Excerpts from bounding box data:
* * * * * * * * *

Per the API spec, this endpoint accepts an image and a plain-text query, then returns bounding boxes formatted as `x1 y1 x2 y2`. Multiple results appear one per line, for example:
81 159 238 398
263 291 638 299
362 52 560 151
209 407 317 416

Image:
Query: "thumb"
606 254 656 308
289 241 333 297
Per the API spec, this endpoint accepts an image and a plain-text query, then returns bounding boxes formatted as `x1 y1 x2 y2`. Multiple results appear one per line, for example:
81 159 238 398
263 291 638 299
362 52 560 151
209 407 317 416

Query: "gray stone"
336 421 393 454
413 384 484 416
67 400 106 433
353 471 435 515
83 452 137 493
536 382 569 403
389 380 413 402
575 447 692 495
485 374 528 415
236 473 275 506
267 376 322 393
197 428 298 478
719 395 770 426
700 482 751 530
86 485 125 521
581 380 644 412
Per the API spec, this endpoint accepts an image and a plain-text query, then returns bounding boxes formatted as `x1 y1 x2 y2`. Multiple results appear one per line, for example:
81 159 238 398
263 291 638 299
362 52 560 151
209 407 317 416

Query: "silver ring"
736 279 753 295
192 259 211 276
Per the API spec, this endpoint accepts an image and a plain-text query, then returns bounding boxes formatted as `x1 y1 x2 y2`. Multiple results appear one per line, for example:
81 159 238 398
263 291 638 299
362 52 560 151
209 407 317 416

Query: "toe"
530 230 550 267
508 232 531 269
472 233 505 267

* * * * * * * * *

EXERCISE REQUIREMENTS - Extract the lines above, starting with the first line and going on through the line with "289 241 333 297". Reproduce them without any change.

THE OUTPUT -
Per the API spec, this endpoint accepts an image and a plain-text query, then returns bounding boxes formatted as `x1 y1 x2 y2`. Multiple results appear one per line, for example:
81 159 238 398
263 291 638 299
362 52 560 151
209 407 317 416

Image:
Query: "thumb"
606 254 656 308
289 241 333 297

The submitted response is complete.